_DIRECTIONS:_ What you should copy is the line containing "In the photo above, where can the green shrub" and all lines after it in the entries below, exactly and without anything added.

_EXTRACTED MATERIAL:_
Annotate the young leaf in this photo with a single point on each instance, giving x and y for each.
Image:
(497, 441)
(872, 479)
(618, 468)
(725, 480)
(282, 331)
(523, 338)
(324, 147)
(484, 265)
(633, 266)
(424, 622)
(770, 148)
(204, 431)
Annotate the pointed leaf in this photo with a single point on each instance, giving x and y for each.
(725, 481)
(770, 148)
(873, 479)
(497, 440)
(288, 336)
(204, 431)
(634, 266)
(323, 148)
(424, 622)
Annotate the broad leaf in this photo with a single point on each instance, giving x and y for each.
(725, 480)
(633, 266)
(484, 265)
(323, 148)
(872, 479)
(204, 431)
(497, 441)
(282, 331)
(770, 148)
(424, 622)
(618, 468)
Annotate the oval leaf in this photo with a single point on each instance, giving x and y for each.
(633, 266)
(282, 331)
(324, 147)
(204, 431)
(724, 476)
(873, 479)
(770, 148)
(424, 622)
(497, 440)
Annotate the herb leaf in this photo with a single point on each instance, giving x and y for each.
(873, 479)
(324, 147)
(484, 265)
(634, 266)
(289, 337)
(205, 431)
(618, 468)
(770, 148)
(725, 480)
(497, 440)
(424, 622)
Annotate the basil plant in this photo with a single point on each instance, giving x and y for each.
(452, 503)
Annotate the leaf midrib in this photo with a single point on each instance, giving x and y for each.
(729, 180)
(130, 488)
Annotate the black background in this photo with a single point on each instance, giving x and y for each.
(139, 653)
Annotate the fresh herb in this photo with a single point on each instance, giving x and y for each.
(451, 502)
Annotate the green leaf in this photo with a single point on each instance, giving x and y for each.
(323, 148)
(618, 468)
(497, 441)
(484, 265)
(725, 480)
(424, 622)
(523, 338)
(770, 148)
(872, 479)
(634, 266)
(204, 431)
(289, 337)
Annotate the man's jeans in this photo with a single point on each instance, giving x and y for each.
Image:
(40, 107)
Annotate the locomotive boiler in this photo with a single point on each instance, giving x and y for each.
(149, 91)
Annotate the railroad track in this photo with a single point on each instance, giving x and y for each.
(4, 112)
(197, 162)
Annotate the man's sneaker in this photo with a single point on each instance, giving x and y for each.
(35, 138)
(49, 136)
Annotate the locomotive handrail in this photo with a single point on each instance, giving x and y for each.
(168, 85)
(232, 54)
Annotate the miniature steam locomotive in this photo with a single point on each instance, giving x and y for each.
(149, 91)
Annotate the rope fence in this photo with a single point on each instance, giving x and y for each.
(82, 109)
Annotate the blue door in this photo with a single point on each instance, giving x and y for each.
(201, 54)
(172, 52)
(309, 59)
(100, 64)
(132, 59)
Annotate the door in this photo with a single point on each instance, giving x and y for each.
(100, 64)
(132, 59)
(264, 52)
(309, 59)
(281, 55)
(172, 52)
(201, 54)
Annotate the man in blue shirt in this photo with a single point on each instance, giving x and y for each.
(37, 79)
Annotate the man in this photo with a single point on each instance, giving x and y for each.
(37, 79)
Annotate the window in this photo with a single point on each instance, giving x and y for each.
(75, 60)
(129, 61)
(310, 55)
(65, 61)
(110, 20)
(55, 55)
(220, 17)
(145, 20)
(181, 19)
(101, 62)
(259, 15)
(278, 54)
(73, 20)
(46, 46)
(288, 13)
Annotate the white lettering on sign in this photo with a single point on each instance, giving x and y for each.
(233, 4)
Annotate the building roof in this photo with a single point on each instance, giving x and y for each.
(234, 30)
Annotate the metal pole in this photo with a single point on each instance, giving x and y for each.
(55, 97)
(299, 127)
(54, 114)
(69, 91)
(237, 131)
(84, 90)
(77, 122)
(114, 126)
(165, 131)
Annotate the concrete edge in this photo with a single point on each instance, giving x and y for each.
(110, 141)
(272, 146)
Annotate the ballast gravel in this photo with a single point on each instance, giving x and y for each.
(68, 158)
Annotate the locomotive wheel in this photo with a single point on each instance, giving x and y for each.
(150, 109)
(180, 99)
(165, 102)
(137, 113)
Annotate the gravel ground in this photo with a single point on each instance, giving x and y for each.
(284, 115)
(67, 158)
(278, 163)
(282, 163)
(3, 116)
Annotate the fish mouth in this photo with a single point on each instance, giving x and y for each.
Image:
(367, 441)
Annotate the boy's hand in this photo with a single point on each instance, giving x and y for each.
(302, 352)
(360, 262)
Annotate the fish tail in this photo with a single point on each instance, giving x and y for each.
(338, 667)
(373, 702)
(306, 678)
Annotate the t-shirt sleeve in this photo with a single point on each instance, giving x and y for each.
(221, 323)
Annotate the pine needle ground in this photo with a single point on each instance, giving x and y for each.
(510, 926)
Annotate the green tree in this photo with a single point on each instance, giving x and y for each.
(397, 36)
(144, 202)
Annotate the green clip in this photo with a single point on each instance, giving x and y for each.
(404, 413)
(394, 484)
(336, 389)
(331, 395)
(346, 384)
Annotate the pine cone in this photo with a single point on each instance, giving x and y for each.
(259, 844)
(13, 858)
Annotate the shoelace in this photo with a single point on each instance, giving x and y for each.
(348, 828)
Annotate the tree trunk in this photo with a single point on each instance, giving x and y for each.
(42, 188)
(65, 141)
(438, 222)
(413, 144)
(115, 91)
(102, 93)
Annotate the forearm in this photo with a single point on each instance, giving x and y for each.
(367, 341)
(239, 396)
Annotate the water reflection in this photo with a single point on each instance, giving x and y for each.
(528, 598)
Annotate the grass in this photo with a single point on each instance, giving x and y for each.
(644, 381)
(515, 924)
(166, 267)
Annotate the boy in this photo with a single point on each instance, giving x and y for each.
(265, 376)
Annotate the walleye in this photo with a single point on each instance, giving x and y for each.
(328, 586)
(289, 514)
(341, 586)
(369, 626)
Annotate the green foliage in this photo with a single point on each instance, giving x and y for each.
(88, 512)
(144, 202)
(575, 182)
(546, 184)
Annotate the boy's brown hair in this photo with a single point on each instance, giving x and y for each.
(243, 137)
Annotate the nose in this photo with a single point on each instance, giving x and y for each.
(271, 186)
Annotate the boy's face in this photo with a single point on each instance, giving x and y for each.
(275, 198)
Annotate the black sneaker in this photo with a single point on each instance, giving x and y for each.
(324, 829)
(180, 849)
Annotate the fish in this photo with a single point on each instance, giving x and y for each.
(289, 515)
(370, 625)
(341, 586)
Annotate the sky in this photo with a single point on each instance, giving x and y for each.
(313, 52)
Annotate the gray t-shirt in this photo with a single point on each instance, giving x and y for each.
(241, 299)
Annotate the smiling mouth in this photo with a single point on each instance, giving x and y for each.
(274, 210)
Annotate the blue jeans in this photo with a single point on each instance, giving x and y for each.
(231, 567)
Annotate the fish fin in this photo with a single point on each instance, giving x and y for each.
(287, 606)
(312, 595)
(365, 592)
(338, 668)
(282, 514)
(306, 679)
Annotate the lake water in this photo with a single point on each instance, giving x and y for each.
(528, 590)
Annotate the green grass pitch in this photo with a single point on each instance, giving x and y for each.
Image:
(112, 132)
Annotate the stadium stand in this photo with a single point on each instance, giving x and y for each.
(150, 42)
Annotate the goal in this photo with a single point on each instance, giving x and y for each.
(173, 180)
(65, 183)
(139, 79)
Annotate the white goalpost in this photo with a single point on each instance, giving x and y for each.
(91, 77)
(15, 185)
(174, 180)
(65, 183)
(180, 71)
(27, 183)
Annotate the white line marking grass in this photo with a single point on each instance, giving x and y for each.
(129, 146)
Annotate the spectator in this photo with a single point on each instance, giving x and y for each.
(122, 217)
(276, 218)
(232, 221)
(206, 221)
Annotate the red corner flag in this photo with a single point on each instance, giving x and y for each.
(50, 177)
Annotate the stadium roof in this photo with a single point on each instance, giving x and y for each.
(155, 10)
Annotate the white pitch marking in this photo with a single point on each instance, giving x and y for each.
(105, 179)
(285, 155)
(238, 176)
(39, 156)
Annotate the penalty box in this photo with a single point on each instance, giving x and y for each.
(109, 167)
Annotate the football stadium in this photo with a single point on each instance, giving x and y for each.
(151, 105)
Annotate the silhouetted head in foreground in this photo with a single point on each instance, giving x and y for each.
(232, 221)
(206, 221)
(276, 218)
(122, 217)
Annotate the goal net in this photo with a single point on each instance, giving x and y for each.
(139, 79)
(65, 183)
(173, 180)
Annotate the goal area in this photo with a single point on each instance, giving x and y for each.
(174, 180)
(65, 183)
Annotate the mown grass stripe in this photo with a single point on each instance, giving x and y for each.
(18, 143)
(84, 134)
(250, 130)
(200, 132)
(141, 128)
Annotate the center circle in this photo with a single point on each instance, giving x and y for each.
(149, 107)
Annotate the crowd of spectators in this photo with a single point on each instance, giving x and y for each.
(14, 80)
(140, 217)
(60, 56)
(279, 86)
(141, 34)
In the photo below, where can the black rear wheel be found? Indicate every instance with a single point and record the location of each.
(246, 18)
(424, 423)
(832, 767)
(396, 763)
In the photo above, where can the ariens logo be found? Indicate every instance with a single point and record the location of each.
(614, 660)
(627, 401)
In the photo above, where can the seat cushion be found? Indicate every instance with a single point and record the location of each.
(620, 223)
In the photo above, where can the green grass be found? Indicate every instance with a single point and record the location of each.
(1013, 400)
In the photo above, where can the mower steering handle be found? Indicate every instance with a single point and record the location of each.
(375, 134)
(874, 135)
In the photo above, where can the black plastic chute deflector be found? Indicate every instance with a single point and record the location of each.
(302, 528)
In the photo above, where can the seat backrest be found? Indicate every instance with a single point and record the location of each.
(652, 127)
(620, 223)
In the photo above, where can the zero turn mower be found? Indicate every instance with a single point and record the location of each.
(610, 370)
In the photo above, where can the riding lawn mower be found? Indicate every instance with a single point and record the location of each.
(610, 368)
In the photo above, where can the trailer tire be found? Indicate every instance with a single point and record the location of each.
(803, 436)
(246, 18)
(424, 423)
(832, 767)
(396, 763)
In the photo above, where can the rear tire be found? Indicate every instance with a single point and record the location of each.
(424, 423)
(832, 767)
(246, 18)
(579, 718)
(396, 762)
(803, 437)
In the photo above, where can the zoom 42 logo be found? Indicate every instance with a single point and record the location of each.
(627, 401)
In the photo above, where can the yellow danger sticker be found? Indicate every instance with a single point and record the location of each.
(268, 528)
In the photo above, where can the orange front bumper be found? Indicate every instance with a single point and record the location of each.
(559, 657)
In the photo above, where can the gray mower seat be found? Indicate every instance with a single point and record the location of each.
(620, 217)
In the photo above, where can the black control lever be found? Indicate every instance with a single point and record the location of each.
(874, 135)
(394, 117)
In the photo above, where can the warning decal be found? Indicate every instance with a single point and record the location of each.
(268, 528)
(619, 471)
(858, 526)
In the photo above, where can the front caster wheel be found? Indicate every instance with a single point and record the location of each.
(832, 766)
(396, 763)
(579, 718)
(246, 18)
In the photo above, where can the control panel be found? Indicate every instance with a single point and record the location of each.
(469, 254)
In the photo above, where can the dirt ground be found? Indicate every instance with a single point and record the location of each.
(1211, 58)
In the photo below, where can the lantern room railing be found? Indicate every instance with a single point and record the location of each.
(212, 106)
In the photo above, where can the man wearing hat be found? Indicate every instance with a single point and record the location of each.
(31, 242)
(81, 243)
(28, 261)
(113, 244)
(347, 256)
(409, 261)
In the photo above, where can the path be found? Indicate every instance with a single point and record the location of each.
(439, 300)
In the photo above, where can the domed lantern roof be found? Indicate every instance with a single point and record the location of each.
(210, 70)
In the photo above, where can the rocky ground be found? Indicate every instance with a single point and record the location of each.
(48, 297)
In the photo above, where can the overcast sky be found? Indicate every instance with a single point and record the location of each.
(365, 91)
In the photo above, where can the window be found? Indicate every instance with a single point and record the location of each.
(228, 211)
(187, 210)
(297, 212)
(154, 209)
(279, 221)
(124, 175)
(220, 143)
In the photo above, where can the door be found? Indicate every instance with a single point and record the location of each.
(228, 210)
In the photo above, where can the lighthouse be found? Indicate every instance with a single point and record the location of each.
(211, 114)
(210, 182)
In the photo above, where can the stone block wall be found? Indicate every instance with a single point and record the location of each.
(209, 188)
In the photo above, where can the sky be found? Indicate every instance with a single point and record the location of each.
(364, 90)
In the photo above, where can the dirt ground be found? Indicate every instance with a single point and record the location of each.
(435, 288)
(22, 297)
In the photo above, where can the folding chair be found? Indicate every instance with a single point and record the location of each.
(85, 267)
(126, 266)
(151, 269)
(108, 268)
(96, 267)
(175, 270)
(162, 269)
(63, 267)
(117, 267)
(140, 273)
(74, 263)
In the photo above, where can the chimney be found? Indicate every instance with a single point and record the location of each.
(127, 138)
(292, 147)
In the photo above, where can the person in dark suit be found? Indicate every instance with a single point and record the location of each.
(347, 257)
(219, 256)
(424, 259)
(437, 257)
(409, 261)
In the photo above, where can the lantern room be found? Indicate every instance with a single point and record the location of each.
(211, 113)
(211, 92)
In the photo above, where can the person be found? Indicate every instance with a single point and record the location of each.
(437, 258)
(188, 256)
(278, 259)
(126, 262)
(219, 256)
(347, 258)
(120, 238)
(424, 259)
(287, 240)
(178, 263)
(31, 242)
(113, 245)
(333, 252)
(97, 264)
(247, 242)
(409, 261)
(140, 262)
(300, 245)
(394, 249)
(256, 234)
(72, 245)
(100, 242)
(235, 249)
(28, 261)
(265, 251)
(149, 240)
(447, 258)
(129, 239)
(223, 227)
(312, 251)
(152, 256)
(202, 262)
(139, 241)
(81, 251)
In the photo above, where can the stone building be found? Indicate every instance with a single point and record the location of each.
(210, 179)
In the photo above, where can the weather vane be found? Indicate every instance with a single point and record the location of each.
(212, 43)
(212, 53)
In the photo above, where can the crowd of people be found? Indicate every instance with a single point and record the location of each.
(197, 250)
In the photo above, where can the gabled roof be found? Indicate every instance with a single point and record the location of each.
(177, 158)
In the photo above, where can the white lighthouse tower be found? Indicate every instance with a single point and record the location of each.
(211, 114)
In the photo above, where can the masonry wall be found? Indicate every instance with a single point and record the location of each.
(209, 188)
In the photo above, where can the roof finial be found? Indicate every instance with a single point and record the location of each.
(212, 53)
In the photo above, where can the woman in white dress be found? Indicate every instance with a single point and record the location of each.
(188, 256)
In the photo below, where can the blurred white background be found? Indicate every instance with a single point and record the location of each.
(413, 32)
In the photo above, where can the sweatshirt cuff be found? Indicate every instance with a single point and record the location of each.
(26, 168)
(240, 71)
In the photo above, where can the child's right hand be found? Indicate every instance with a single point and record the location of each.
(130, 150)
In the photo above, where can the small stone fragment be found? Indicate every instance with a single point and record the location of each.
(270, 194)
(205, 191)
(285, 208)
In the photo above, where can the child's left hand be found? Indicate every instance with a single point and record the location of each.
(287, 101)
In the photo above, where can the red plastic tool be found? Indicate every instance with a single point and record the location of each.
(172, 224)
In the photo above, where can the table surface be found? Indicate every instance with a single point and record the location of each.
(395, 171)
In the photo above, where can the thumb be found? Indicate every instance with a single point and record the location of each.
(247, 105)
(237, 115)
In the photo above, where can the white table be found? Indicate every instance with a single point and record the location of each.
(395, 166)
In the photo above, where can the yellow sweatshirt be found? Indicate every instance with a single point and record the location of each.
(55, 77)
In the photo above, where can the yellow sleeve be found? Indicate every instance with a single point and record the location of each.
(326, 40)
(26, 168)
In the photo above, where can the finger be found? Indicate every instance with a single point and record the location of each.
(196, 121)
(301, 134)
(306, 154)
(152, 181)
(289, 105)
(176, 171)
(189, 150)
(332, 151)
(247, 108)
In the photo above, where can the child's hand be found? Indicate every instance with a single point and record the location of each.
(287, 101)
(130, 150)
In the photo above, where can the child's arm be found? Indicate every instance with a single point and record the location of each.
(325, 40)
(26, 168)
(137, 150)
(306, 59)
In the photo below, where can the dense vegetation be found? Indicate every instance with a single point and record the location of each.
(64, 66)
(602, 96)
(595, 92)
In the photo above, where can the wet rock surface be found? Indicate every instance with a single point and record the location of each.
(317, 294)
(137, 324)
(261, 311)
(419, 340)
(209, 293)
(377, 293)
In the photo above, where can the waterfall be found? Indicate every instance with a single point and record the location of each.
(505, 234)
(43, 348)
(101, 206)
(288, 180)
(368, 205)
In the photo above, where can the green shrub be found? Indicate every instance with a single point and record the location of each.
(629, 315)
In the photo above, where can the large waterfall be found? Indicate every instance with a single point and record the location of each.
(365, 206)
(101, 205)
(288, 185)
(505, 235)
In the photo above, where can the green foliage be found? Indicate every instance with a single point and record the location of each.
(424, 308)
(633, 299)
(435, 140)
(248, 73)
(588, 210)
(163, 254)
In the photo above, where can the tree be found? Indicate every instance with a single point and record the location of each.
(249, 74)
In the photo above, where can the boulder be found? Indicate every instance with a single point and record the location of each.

_RESULT:_
In the photo above, where can the green shrub be found? Indicate every instance with a single point and record the location of each.
(629, 315)
In the photo above, where can the large waterfall be found? Indicate every instance with a single point and record the location of each.
(365, 206)
(101, 205)
(288, 185)
(505, 235)
In the photo above, where can the green foliage be found? Indicate every instance with a single point and record the location of each.
(424, 308)
(633, 299)
(435, 140)
(248, 73)
(588, 210)
(163, 254)
In the photo above, where can the tree be found? Indicate every instance with a single point and record the location of each.
(249, 74)
In the photo above, where can the boulder be found? Indicate every instance with a single point and record the location of each.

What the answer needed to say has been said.